● **Your task**
Format the lines below as a JSON list of strings with one string per line, and omit any blank lines.

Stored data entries
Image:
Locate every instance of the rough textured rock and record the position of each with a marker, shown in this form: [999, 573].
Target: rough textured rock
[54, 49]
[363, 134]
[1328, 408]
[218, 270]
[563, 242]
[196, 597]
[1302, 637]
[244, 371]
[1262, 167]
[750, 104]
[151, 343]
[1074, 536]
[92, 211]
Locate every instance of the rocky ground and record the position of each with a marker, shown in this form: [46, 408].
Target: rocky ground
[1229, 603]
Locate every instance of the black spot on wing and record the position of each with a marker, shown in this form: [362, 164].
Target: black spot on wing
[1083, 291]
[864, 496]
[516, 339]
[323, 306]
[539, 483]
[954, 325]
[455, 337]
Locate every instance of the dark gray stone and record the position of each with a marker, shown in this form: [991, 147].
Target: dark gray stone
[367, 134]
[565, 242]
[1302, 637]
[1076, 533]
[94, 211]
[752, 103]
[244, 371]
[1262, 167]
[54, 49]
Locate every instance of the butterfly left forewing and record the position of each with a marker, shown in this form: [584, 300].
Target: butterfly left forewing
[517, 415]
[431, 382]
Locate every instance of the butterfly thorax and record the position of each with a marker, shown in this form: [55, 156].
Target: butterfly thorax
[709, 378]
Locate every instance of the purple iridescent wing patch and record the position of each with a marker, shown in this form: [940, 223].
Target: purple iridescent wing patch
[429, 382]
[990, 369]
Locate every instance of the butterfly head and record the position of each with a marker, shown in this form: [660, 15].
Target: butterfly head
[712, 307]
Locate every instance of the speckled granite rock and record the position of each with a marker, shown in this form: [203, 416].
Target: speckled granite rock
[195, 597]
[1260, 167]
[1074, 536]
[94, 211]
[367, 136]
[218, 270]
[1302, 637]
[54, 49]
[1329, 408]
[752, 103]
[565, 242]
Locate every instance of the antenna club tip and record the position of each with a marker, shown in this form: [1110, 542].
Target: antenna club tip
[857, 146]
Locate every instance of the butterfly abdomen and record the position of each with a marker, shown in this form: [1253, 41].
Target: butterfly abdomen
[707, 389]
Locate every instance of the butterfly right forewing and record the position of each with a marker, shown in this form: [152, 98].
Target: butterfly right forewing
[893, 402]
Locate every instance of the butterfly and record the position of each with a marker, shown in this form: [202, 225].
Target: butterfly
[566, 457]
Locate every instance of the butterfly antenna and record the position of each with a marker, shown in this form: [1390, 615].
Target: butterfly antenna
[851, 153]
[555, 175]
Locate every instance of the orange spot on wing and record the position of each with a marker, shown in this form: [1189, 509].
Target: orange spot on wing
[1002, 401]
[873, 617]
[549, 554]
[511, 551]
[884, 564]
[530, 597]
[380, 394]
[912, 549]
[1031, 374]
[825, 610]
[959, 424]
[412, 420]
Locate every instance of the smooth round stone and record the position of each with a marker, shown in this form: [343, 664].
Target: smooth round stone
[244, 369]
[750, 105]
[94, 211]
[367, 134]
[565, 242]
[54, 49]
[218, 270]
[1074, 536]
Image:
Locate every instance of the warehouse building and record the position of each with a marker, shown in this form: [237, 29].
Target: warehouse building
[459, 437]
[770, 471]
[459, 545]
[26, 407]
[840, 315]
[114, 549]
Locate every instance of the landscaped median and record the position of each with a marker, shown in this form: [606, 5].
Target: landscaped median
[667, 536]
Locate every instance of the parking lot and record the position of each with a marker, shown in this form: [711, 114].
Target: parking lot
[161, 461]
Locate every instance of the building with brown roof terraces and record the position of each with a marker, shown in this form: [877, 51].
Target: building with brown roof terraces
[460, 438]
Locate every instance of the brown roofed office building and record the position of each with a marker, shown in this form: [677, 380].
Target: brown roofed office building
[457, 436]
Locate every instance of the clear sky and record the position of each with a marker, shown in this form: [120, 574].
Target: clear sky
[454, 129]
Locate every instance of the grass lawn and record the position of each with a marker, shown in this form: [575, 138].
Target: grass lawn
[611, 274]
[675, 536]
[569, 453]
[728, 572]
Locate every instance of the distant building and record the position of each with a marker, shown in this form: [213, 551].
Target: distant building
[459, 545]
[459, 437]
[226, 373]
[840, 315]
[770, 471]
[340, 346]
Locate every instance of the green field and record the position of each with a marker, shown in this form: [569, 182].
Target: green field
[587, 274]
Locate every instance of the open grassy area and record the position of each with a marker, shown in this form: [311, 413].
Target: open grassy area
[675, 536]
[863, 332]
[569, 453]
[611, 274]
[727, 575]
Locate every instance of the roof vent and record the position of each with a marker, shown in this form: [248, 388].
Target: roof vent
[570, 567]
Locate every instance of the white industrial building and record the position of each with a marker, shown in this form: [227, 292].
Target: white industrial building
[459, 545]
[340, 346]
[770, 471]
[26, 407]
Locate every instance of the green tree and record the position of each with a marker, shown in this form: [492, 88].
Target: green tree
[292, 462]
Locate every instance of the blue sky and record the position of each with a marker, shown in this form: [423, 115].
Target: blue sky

● **Response to the task**
[
  "Image:",
  "Locate every instance of the rough textured rock and record the position of each with a marker, shown in this form: [999, 573].",
  "Target: rough textured rock",
  "[54, 49]",
  "[363, 134]",
  "[1328, 408]",
  "[218, 270]",
  "[563, 242]",
  "[196, 597]",
  "[1302, 637]",
  "[244, 371]",
  "[1262, 167]",
  "[750, 104]",
  "[151, 343]",
  "[1074, 536]",
  "[92, 211]",
  "Locate every instance of the rocky ground and record the position of each with a marker, shown in this form: [46, 408].",
  "Target: rocky ground",
  "[1229, 603]",
  "Locate every instance of the black spot on wing and record the position of each with a marker, shown in this form: [362, 164].",
  "Target: black spot on wing",
  "[1083, 291]",
  "[864, 496]",
  "[516, 339]",
  "[323, 306]",
  "[539, 483]",
  "[954, 325]",
  "[455, 337]",
  "Locate every instance of the dark gray stone and record the position of each with a marker, shown in this form: [991, 147].",
  "Target: dark gray stone",
  "[367, 134]",
  "[565, 242]",
  "[1302, 637]",
  "[1076, 533]",
  "[94, 211]",
  "[752, 103]",
  "[244, 371]",
  "[1262, 167]",
  "[54, 49]",
  "Locate every instance of the butterfly left forewing and record the position of each with a marker, shown in this form: [584, 300].",
  "Target: butterfly left forewing",
  "[517, 415]",
  "[431, 382]",
  "Locate every instance of the butterfly thorax and record the position of each with a marker, shown in this form: [55, 156].",
  "Target: butterfly thorax",
  "[709, 378]",
  "Locate every instance of the purple iridescent wing patch and record the position of each with a marker, shown in this form: [940, 223].",
  "Target: purple iridescent wing patch",
  "[429, 382]",
  "[990, 369]",
  "Locate every instance of the butterfly head and record the position of each with a marker, shown in this form: [660, 15].",
  "Target: butterfly head",
  "[712, 307]",
  "Locate every instance of the speckled granite rock and record the position of each with a marker, shown in this form: [203, 416].",
  "Target: speckled granite rock",
  "[195, 597]",
  "[1260, 167]",
  "[1074, 536]",
  "[94, 211]",
  "[367, 136]",
  "[218, 270]",
  "[1302, 637]",
  "[54, 49]",
  "[1329, 408]",
  "[752, 103]",
  "[565, 242]",
  "Locate every instance of the antenna club tip and record the position of each with a marker, shown in this form: [1110, 542].",
  "Target: antenna club tip",
  "[857, 146]",
  "Locate every instance of the butterfly abdomen and record the position of each with a marker, shown in this form: [1253, 41].",
  "Target: butterfly abdomen",
  "[707, 389]",
  "Locate every instance of the butterfly right forewing and record the position of each with a marker, shown in this form: [152, 98].",
  "Target: butterfly right forewing",
  "[893, 402]",
  "Locate every instance of the butterfly and record the position of each with a marker, shown in this form: [202, 225].",
  "Target: butterfly",
  "[566, 457]",
  "Locate every instance of the butterfly antenna and record the position of each with a marker, shown in this form: [1390, 615].",
  "Target: butterfly antenna",
  "[851, 153]",
  "[555, 175]",
  "Locate every instance of the orange spot on wing and record the position of each with a marker, shown in this form: [1189, 509].",
  "Target: orange spot on wing",
  "[1002, 401]",
  "[873, 617]",
  "[549, 554]",
  "[511, 551]",
  "[884, 564]",
  "[530, 597]",
  "[380, 394]",
  "[912, 549]",
  "[1031, 374]",
  "[825, 610]",
  "[959, 424]",
  "[412, 420]",
  "Locate every instance of the smooth round stone and record the position of each with a marker, shown in this form: [343, 664].",
  "Target: smooth round stone",
  "[244, 369]",
  "[750, 105]",
  "[94, 211]",
  "[367, 134]",
  "[565, 242]",
  "[54, 49]",
  "[218, 270]",
  "[1074, 536]",
  "Image:",
  "Locate every instance of the warehouse building and record the position of each with a marker, shown in this form: [237, 29].",
  "Target: warehouse building",
  "[459, 437]",
  "[770, 471]",
  "[459, 545]",
  "[26, 407]",
  "[840, 315]",
  "[114, 549]",
  "Locate every instance of the landscaped median and record the position of each with a marker, shown in this form: [606, 5].",
  "Target: landscaped median",
  "[667, 536]",
  "Locate every instance of the parking lot and record the position of each with a marker, shown in this form: [711, 114].",
  "Target: parking lot",
  "[161, 461]",
  "Locate every instance of the building with brown roof terraces and record the position of each with a marker, shown in this form: [877, 51].",
  "Target: building with brown roof terraces",
  "[460, 438]",
  "Locate every instance of the brown roofed office building and record the position of each with a marker, shown in this form: [677, 380].",
  "Target: brown roofed office building",
  "[457, 436]",
  "Locate every instance of the clear sky and record the position of each with a marker, shown in this form: [120, 574].",
  "Target: clear sky",
  "[454, 129]",
  "Locate every instance of the grass lawn and record the position of each with a marker, shown in this form: [575, 138].",
  "Target: grass lawn",
  "[611, 274]",
  "[675, 536]",
  "[569, 453]",
  "[728, 572]",
  "Locate every instance of the distant building and record the position of each with a marker, shown in this form: [213, 551].",
  "Target: distant building",
  "[459, 545]",
  "[459, 437]",
  "[226, 373]",
  "[840, 315]",
  "[770, 471]",
  "[340, 346]",
  "Locate every instance of the green field and record the position of each with a marker, shown in this form: [569, 182].",
  "Target: green field",
  "[587, 274]",
  "Locate every instance of the open grassy area and record the position of each with a marker, shown in this form: [311, 413].",
  "Target: open grassy area",
  "[675, 536]",
  "[863, 332]",
  "[569, 453]",
  "[611, 274]",
  "[727, 575]",
  "Locate every instance of the roof vent and record the position of each with a marker, shown in this form: [248, 388].",
  "Target: roof vent",
  "[570, 567]",
  "Locate every instance of the white industrial building and record the position of each with a marker, shown in this form: [227, 292].",
  "Target: white industrial building",
  "[459, 545]",
  "[340, 346]",
  "[770, 471]",
  "[26, 407]",
  "Locate every instance of the green tree and record the position of each with a marker, shown in this form: [492, 88].",
  "Target: green tree",
  "[292, 462]",
  "Locate every instance of the blue sky and record the position of each with a marker, shown in this form: [423, 115].",
  "Target: blue sky"
]